◆ **Textauszug**:
○ ○ ○

Im April 1911 lernte Kafka während einer Dienstreise in Nordböhmen den fanatischen Naturheilkundler Moriz Schnitzer kennen. Aus Max Brods Notizen geht hervor, dass Kafka äußerst beeindruckt war. »Freitag nachmittag besuchte er mich, erzählt sehr hübsche Dinge von der Gartenstadt Warnsdorf, einem ›Zauberer‹, Naturheilmenschen, reichen Fabrikanten, der ihn untersucht, nur den Hals im Profil und von vorn, dann von Giften im Rückenmark und fast schon im Gehirn spricht, die infolge verkehrter Lebensweise entstanden seien. Als Heilmittel empfiehlt er: bei offenem Fenster schlafen, Sonnenbad, Gartenarbeit, Tätigkeit in einem Naturheil-Verein und Abonnement der von diesem Verein, respektive dem Fabrikenten selbst, herausgegebenen Zeitschrift. Spricht gegen Ärzte, Medizinen, Impfen.«
Kafka hielt sich beinahe lebenslang an diese Ratschläge, abonnierte auch das in Warnsdorf erscheinende Reformblatt für Gesundheitspflege und dachte allen Ernstes daran, in Prag einen Naturheilverein zu gründen. Aus einer Spendenliste des Reformblatts vom Juni 1911 (Heft 172, siehe Abbildung) geht hervor, dass sich Kafka bei seinem Besuch auch von Schnitzers Propaganda gegen den ›Impfzwang‹ überzeugen ließ: Er spendete zwei Kronen. Auf seiner eigenen militärischen Einberufungskarte von 1915 sind keine Impfungen eingetragen.

○ ○ ○

◆ **Gesammeltes Material**:
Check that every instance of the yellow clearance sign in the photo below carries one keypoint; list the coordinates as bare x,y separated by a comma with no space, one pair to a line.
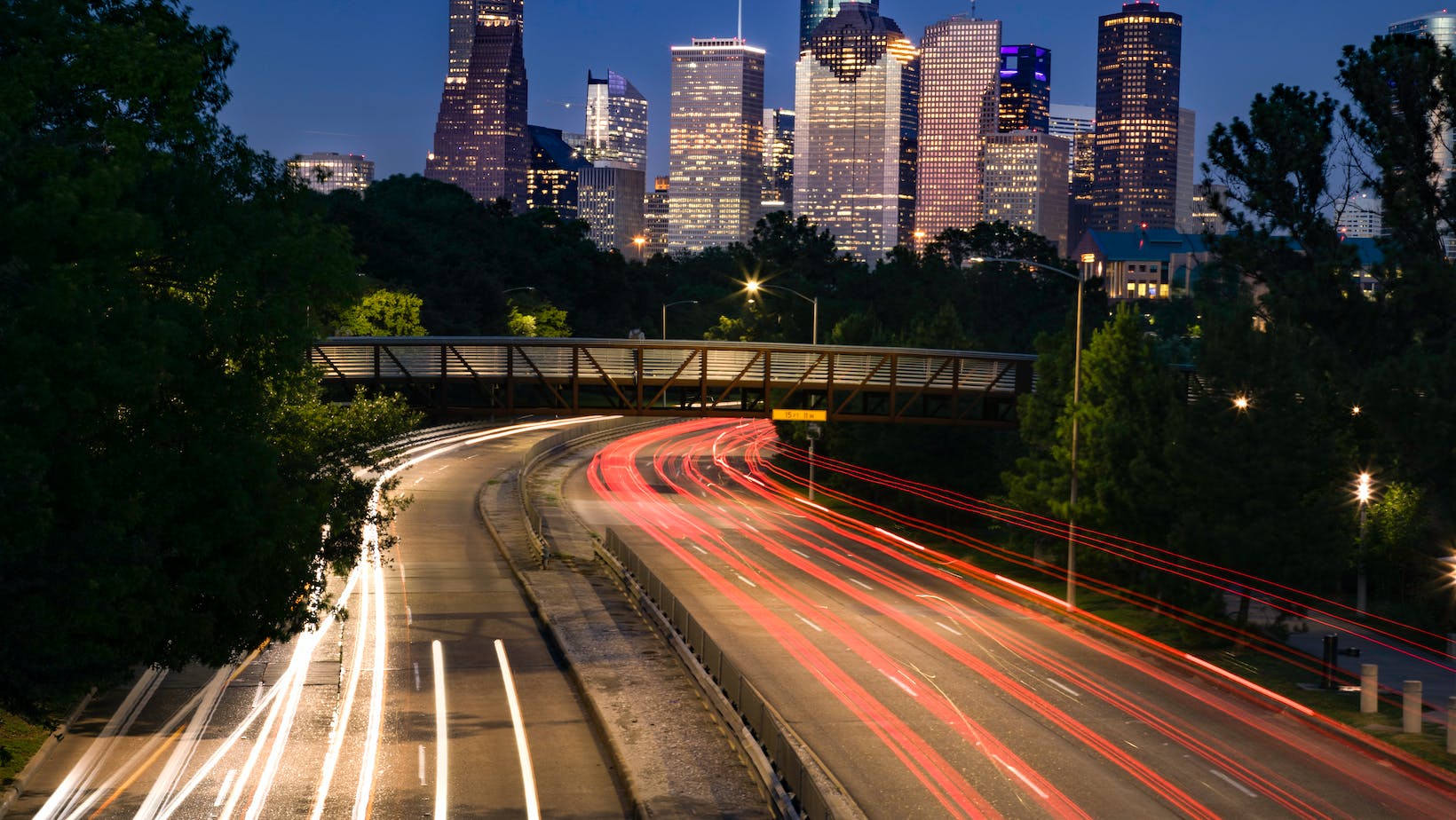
800,415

○ ○ ○

◆ **Aufgabe 1**:
Worauf führte Schnitzer laut Brods Notizen im Textauszug die Gifte in Kafkas Rückenmark zurück? Antworte in ein bis drei Sätzen.
◆ **Aufgabe 2**:
Wie viel spendete Kafka laut dem Textauszug nach der Spendenliste des Reformblatts vom Juni 1911?

◆ **Antwortfeld 1**:
Laut Brods Notizen führte Schnitzer die Gifte im Rückenmark und fast schon im Gehirn auf eine verkehrte Lebensweise zurück. Als Heilmittel empfahl er deshalb, bei offenem Fenster zu schlafen, Sonnenbäder zu nehmen, im Garten zu arbeiten und in einem Naturheil-Verein tätig zu sein.

◆ **Antwortfeld 2**:
Zwei Kronen.